* [TEXT EXCERPT]

Imagine two women standing in front of a mirror. One says, “I can’t stand the way I look. I’m so fat.” She feels anxious, insecure and depressed. The other one says, “I’ve gained a few pounds but it’s not the end of the world. I can relax and start my diet next week.” She feels calm and accepting of herself. The scenario is the same for both women, but their interpretation of it is significantly different because of one thing---they’re self-talk.
What we say to ourselves has a powerful impact on our emotional state, that’s why teaching clients to notice their self-talk is such an important part of therapy. Today more than ever, attachment and mindfulness-based therapies are helping clients experience emotional healing. Drawing from Mindfulness therapy, I coined the term “the art of noticing.”
Noticing helps clients pay attention to their internal monologues and understand how their negative inferences impact their emotional states. Noticing is particularly helpful when working with anxiety, depression, and eating disorders because these populations are especially prone to negative self talk. Because self-talk is so automatic, we have to help clients notice the effect it has on their moods. This is accomplished by assisting them:
- Learn the cognitive distortions
- Slow down their thinking
- Take note of negative internal monologues
- Pay attention to triggers
- Practice a non-judgmental stance
- Use effective counterstatements
- Use Socratic questioning
Helping people understand that they are responsible and in control of how they feel is key; it is also empowering. Once we learn that negative self-talk becomes a learned bad habit, we will be more inclined to spend intentional and deliberate time practicing thought replacement.

(Photo-based referring expression data)
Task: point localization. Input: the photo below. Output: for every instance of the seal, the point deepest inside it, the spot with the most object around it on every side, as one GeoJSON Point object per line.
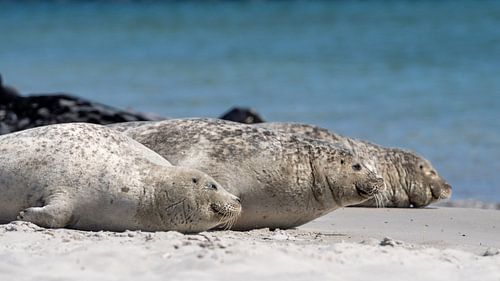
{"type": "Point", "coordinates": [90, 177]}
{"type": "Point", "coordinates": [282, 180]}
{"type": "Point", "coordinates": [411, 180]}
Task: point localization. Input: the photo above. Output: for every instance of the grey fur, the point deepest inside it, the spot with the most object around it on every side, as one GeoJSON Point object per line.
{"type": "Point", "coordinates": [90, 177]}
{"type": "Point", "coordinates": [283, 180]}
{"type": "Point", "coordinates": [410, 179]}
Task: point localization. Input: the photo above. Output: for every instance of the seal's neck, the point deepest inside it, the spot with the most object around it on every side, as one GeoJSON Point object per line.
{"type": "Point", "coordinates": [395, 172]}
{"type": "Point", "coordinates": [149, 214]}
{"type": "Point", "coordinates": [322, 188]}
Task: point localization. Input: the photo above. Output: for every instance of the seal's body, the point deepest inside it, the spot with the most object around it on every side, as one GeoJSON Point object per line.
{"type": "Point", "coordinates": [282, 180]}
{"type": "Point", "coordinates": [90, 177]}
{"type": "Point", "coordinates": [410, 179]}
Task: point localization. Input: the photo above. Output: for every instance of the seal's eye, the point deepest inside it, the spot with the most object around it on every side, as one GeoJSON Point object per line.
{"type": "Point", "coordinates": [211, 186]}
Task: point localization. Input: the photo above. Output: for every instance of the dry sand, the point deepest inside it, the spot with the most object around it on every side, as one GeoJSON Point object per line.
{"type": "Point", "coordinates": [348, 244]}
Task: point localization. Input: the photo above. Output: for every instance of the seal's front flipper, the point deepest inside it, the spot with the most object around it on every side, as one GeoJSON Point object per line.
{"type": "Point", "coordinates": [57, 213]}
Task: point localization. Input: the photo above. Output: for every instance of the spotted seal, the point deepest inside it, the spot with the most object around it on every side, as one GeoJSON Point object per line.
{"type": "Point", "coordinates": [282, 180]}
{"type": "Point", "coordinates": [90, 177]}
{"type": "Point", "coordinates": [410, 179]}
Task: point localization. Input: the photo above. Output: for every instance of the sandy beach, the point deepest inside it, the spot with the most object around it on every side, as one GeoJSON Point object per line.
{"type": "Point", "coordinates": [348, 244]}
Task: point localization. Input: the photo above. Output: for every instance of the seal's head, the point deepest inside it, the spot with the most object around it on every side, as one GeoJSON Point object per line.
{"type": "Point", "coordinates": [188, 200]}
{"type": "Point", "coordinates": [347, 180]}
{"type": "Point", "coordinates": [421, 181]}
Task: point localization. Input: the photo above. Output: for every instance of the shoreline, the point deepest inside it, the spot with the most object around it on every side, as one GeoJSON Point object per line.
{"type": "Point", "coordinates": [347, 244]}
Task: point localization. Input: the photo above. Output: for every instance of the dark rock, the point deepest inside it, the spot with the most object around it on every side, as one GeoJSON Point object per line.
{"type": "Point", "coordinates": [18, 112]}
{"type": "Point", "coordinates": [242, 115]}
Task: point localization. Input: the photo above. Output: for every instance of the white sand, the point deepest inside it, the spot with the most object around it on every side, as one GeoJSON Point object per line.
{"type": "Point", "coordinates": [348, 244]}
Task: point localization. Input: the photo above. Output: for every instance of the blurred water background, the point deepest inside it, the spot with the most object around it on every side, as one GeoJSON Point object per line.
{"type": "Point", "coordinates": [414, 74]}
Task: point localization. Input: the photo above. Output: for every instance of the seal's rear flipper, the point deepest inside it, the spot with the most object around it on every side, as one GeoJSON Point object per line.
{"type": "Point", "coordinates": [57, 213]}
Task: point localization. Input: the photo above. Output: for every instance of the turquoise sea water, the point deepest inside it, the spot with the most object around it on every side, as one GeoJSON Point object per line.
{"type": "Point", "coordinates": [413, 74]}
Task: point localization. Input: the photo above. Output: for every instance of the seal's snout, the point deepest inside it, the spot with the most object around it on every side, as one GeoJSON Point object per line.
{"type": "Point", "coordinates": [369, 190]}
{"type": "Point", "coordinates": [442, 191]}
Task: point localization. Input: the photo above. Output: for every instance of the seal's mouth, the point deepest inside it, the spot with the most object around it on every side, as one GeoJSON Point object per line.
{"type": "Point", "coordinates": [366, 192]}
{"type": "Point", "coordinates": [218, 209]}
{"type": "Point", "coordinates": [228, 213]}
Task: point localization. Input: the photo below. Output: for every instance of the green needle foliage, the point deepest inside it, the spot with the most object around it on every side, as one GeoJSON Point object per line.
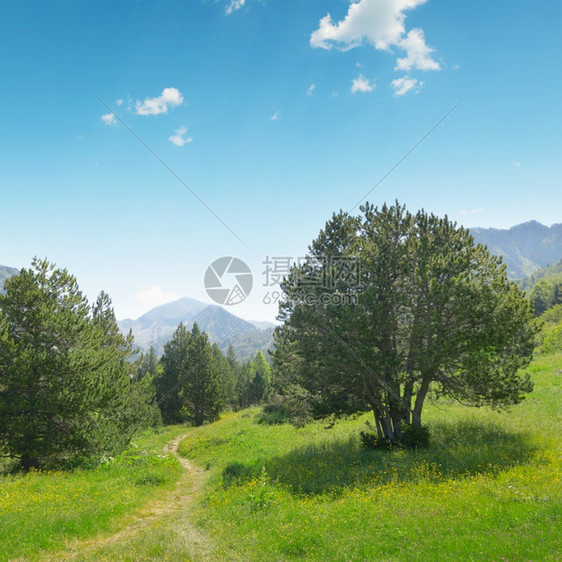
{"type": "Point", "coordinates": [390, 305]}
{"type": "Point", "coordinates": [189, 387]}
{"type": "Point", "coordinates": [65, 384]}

* [WHAT THE TASK ASKS] According to the text on self-talk, for which conditions is noticing particularly helpful?

* [RESPONSE TO THE EXERCISE] Anxiety, depression, and eating disorders.